═══ Given passage ═══

Morphine and Fentanyl

We technically have morphine, fentanyl, Dilaudid and ketamine in our scope of practice, but we only carry fentanyl and ketamine regularly.

My most aggressive combination I've ever given was fentanyl potentiated by valium, with a ketamine kicker for good measure.

(Didn't help one bit)
 
We stopped carrying morphine in the box a few years ago, now we have both fentanyl and Toradol. In my personal experience, fentanyl has not had the same level of analgesia that morphine did. I've found that a higher loading dosevof fentanyl is usually required as well as more frequent redoing due to the shorter half life. Even then, I have not seen the same amount of analgesia compared to morphine. This can be an issue in the many parts of my region that are more rural.
 
We stopped carrying morphine in the box a few years ago, now we have both fentanyl and Toradol. In my personal experience, fentanyl has not had the same level of analgesia that morphine did. I've found that a higher loading dosevof fentanyl is usually required as well as more frequent redoing due to the shorter half life. Even then, I have not seen the same amount of analgesia compared to morphine. This can be an issue in the many parts of my region that are more rural.

What doses?
 
We stopped carrying morphine in the box a few years ago, now we have both fentanyl and Toradol. In my personal experience, fentanyl has not had the same level of analgesia that morphine did. I've found that a higher loading dosevof fentanyl is usually required as well as more frequent redoing due to the shorter half life. Even then, I have not seen the same amount of analgesia compared to morphine. This can be an issue in the many parts of my region that are more rural.
I've noticed the same thing. For significant trauma I'll skip fentanyl for ketamine because of the half life.
 
What doses?
In the rural areas it's about conservation. For most adults a loading dose of 100 to 150 mcg of fentanyl is best for me, but we only have 200 mcg in the box. If you're an hour out, increments of 50 mcg. If it's needed, we also have ketamine in the RSI box, but we have to call for orders.
 
In the rural areas it's about conservation. For most adults a loading dose of 100 to 150 mcg of fentanyl is best for me, but we only have 200 mcg in the box. If you're an hour out, increments of 50 mcg.

That's not a very heavy fentanyl dose. Your problem may be one of quantity. I presume you were giving 2mg or more of morphine at a time?
 
That's not a very heavy fentanyl dose. Your problem may be one of quantity. I presume you were giving 2mg or more of morphine at a time?
Yes, 2 to 4 mg. Technically, fentanyl dose is 1 to 3 mcg/kg of fentanyl, but we get a lot of flack if we go over 200 per dose. I was mistaken before as well, we have 400 mcg in the box. Either way though, in doses I've given in the 1 to 2 mcg/kg range, I haven't seen much decrease in pain in most patients. With that being said, I have had some grown men that were snowed with 50 mcg. It just seems much more inconsistent.

═══

--- Problems to work on ---
a. In the discussion of morphine and fentanyl, which two drugs does the service carry regularly?
b. Return the stretch of the discussion of morphine and fentanyl from "Morphine and Fentanyl" through "help one bit)", copying every word exactly.

═══ Given data ═══

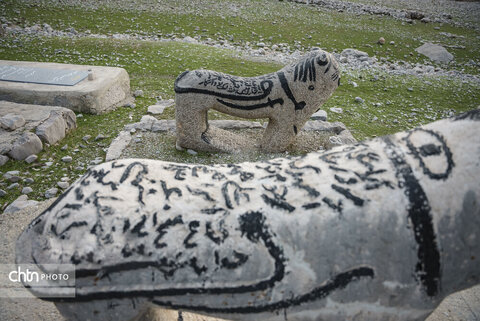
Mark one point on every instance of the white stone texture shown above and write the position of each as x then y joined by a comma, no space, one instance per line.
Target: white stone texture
325,236
287,98
118,145
109,88
435,52
26,145
12,121
20,203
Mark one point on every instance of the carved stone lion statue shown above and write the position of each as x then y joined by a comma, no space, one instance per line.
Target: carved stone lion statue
287,98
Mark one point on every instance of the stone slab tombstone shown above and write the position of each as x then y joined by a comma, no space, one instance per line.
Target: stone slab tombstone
88,89
379,230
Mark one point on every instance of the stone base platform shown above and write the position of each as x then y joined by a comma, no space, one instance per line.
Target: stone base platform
146,139
109,88
24,128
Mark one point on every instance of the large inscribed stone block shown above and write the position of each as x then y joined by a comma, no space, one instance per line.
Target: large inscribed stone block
362,231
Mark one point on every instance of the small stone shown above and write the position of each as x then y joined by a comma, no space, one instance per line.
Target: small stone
319,115
11,121
63,185
52,192
359,100
30,159
27,190
28,180
12,186
138,93
3,160
20,203
99,137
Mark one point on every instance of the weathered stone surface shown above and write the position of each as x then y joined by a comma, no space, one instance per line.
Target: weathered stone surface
118,145
160,106
45,120
330,236
320,115
20,203
11,121
26,145
3,160
287,98
109,88
435,52
53,129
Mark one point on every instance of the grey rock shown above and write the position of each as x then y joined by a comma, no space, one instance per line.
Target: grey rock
12,121
159,107
53,129
435,52
27,144
319,115
63,185
118,145
27,190
19,204
359,100
30,159
3,160
52,192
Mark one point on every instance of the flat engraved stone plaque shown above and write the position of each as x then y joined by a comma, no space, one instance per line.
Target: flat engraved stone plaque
48,76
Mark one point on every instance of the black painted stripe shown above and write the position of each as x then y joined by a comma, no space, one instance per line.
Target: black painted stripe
419,213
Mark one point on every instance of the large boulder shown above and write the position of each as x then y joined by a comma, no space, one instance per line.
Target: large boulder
435,52
26,145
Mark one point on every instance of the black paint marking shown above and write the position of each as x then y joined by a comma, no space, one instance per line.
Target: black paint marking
337,207
238,192
338,282
137,229
288,92
419,213
193,227
310,206
240,259
162,230
429,150
268,103
346,192
211,234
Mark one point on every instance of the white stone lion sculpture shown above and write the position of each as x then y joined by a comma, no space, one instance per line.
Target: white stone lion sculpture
287,98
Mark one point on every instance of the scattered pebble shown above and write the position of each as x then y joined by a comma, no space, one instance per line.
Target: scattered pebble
359,100
27,190
30,159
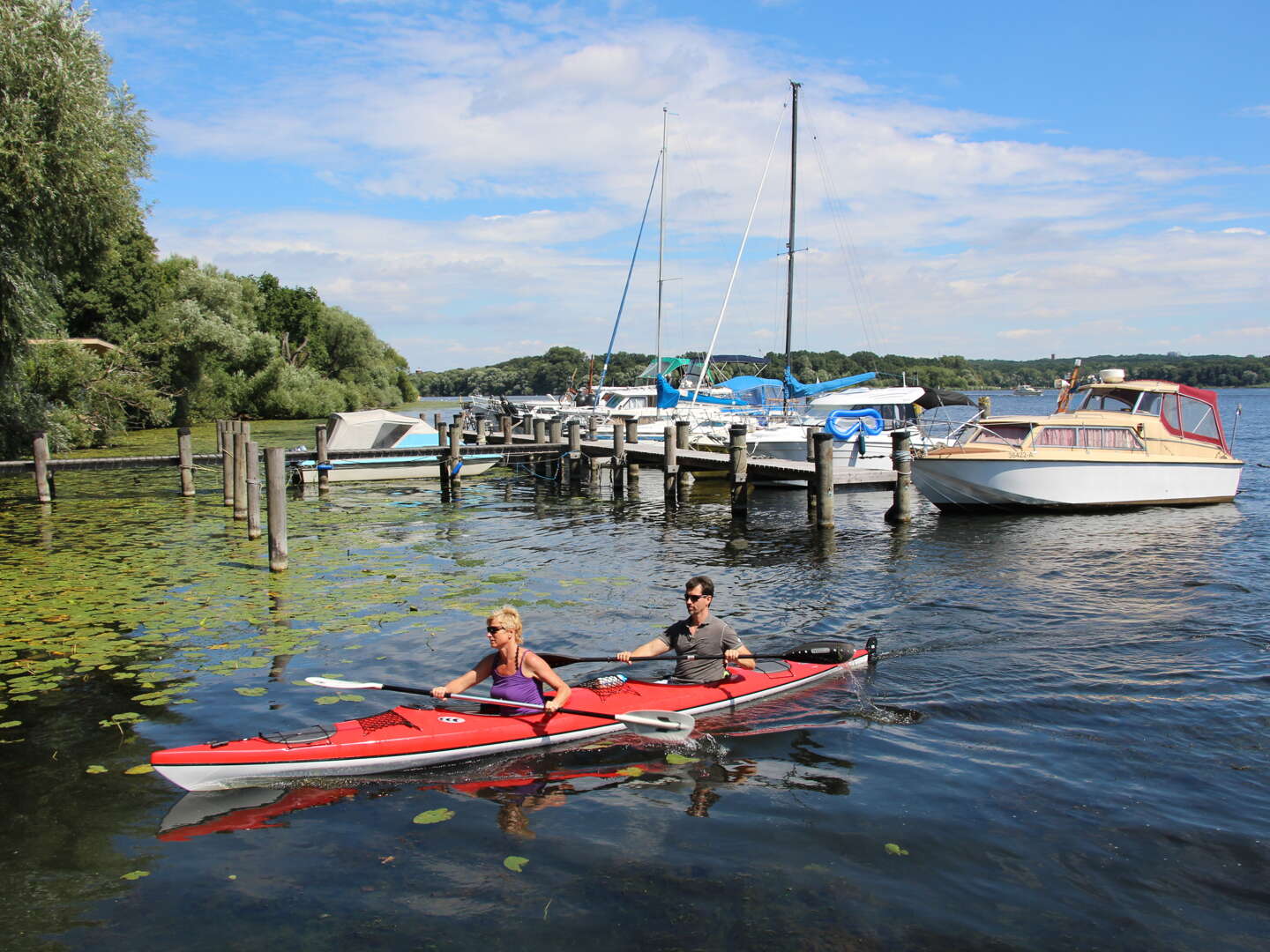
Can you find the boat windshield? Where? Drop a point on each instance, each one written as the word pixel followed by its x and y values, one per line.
pixel 1011 435
pixel 1088 438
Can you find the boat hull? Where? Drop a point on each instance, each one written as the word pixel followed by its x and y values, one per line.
pixel 409 738
pixel 968 484
pixel 389 469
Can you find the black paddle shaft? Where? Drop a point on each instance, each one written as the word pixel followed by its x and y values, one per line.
pixel 813 652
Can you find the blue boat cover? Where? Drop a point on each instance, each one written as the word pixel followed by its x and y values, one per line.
pixel 808 390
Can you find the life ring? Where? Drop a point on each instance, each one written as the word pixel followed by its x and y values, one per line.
pixel 845 424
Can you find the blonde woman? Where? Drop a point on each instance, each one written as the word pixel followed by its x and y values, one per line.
pixel 519 674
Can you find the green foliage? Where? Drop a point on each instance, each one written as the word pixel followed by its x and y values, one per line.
pixel 71 147
pixel 90 398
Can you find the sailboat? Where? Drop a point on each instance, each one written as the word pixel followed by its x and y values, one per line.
pixel 860 418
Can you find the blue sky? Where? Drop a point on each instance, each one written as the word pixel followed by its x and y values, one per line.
pixel 989 179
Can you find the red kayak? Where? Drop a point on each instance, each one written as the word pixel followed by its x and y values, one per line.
pixel 413 736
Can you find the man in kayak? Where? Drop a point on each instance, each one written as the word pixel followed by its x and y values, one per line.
pixel 698 634
pixel 519 674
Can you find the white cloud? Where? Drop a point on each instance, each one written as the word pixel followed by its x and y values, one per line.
pixel 484 176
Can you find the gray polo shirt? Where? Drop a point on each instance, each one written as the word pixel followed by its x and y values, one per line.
pixel 713 637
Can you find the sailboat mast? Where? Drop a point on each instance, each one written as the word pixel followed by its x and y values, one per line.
pixel 661 245
pixel 788 288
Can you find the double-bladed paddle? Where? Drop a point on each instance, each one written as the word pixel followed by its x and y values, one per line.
pixel 669 726
pixel 811 652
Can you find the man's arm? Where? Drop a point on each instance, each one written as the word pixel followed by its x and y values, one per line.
pixel 649 649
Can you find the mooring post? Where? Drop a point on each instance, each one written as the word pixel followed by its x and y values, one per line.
pixel 554 435
pixel 671 466
pixel 187 461
pixel 632 438
pixel 574 450
pixel 619 453
pixel 323 461
pixel 228 461
pixel 823 480
pixel 276 482
pixel 738 465
pixel 811 485
pixel 902 458
pixel 40 450
pixel 253 489
pixel 455 461
pixel 240 441
pixel 683 435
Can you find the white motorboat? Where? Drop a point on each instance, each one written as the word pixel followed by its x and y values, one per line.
pixel 1116 443
pixel 384 429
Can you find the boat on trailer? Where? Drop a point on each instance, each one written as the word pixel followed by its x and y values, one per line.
pixel 407 736
pixel 1111 443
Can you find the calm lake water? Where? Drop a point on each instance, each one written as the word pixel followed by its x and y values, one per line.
pixel 1064 747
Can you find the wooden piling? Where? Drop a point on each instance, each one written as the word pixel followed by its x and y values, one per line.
pixel 671 466
pixel 187 461
pixel 574 456
pixel 40 450
pixel 811 487
pixel 823 480
pixel 253 490
pixel 240 441
pixel 738 462
pixel 276 482
pixel 228 461
pixel 683 435
pixel 902 458
pixel 455 461
pixel 619 453
pixel 554 435
pixel 323 465
pixel 632 438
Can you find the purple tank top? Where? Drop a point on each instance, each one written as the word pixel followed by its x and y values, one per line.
pixel 516 687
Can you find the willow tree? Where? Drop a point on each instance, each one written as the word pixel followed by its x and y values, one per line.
pixel 71 150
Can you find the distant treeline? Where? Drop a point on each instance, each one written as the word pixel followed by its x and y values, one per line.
pixel 168 342
pixel 563 367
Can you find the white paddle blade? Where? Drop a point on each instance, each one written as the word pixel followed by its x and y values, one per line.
pixel 669 726
pixel 342 684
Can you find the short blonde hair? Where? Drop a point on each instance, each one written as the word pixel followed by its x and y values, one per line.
pixel 510 619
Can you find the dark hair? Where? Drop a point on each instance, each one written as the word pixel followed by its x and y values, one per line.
pixel 705 582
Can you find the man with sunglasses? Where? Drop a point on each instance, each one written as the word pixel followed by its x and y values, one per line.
pixel 696 635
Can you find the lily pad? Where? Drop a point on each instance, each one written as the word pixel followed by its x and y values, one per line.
pixel 438 815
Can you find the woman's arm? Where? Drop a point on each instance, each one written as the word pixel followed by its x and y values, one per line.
pixel 465 681
pixel 544 672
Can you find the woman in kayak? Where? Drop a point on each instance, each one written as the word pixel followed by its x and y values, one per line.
pixel 519 674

═══

--- Exercise responses ---
a. Fentanyl and ketamine.

b.
Morphine and Fentanyl

We technically have morphine, fentanyl, Dilaudid and ketamine in our scope of practice, but we only carry fentanyl and ketamine regularly.

My most aggressive combination I've ever given was fentanyl potentiated by valium, with a ketamine kicker for good measure.

(Didn't help one bit)